ABOUT THIS EXERCISE =>
The records below need to come back exactly as they are, pictures omitted.
··· INPUT DATA ···
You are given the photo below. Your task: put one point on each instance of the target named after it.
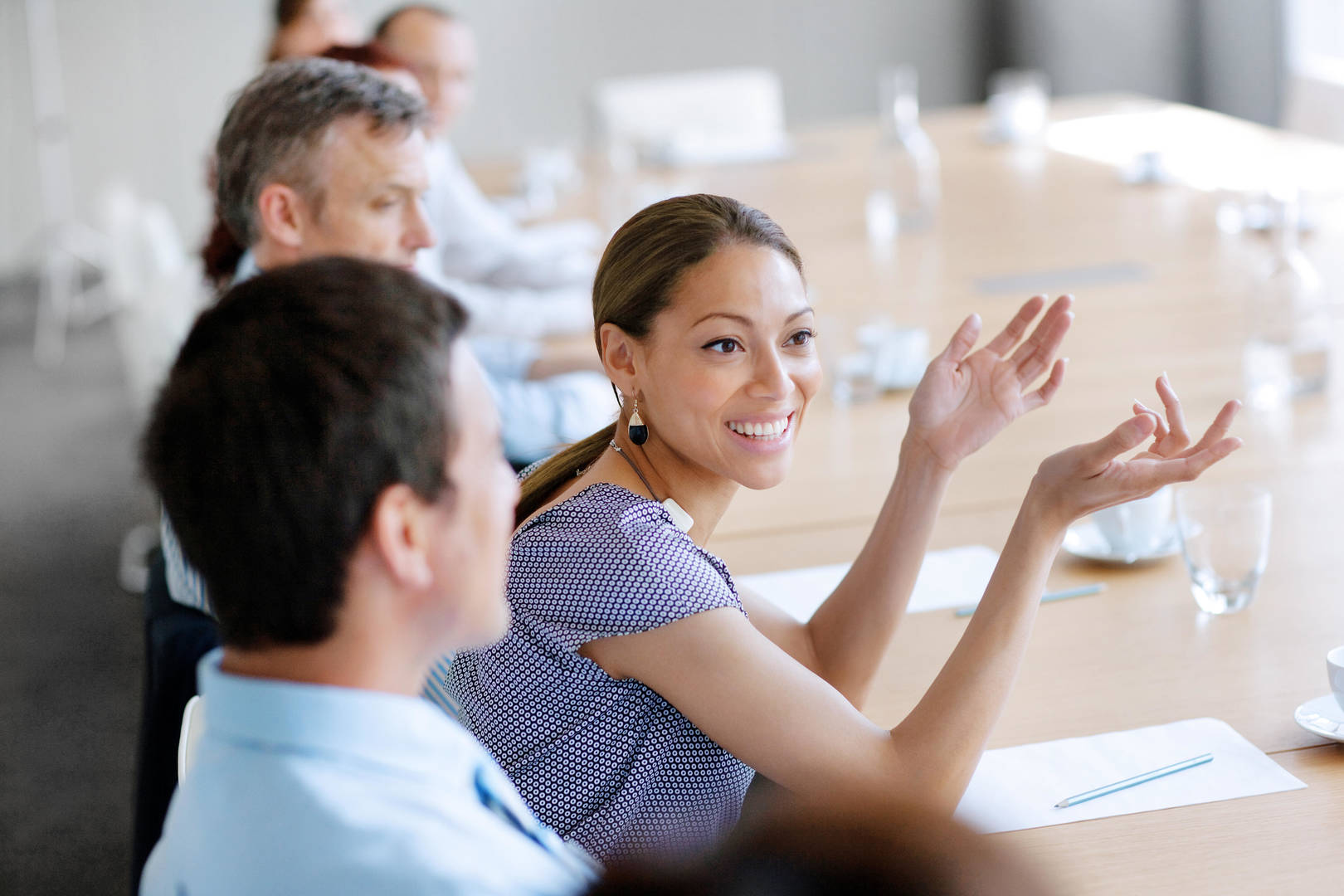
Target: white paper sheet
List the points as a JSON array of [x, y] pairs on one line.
[[1018, 787], [952, 578]]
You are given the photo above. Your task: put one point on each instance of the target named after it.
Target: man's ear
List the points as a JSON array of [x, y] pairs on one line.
[[621, 358], [401, 533], [280, 214]]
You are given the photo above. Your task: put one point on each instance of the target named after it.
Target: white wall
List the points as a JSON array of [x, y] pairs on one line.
[[149, 80]]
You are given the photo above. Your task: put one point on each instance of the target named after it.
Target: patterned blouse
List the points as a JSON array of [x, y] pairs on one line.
[[609, 765]]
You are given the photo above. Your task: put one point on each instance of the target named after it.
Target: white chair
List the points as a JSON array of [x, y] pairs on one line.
[[155, 290], [192, 728], [695, 117]]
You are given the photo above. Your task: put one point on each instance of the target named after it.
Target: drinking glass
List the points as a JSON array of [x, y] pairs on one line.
[[1225, 539]]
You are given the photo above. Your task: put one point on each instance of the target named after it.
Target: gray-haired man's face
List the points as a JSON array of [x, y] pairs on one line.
[[373, 207]]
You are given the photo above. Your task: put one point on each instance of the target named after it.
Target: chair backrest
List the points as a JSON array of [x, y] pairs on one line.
···
TASK OUTPUT =>
You are given the photo below. Your task: put one point on each instance of the target named after it.
Target: white paper sheet
List the points as a JSON array of [x, y] pairs on one line.
[[1018, 787], [952, 578]]
You are given the photo above. Your task: put one point on each instance of the target named after it.
Target: man's ear
List the points as a JSON array of [x, y] pairs on one line.
[[621, 358], [401, 533], [280, 214]]
You are given the photo above. Your task: put one point on each instance of the target named after it.
Target: white wall
List the points as a JSON array of [x, y] pairs on one line.
[[149, 80]]
You are given the photo above. Your task: put one point on each instance of the target named after it.
Target: patterned blouse
List the points as a JSON array of [x, y] pairs on one line.
[[609, 765]]
You are given the photo above. Your task: put one point on each instance of the target named after it.
Target: white chair
List the points as a JSON array of [x, y] pairs on one line.
[[155, 290], [192, 728], [695, 117]]
You are given the photo above. Your task: put one point on each instance of the target named after it.
Target: drinking glass
List the points as a JSON array of [x, y] pairs on one line.
[[1225, 539]]
You are given the photo above. Your task: put one point on each instance of the target named after it.
Target: gray-haired man's face
List the points as a JSON array of [x, y] pairs on one line.
[[373, 207]]
You are given the photo above. Your task: put one point on each instance of the target named after it.
Target: chair backrest
List the points as a JSON array of [x, y] pairs on one line.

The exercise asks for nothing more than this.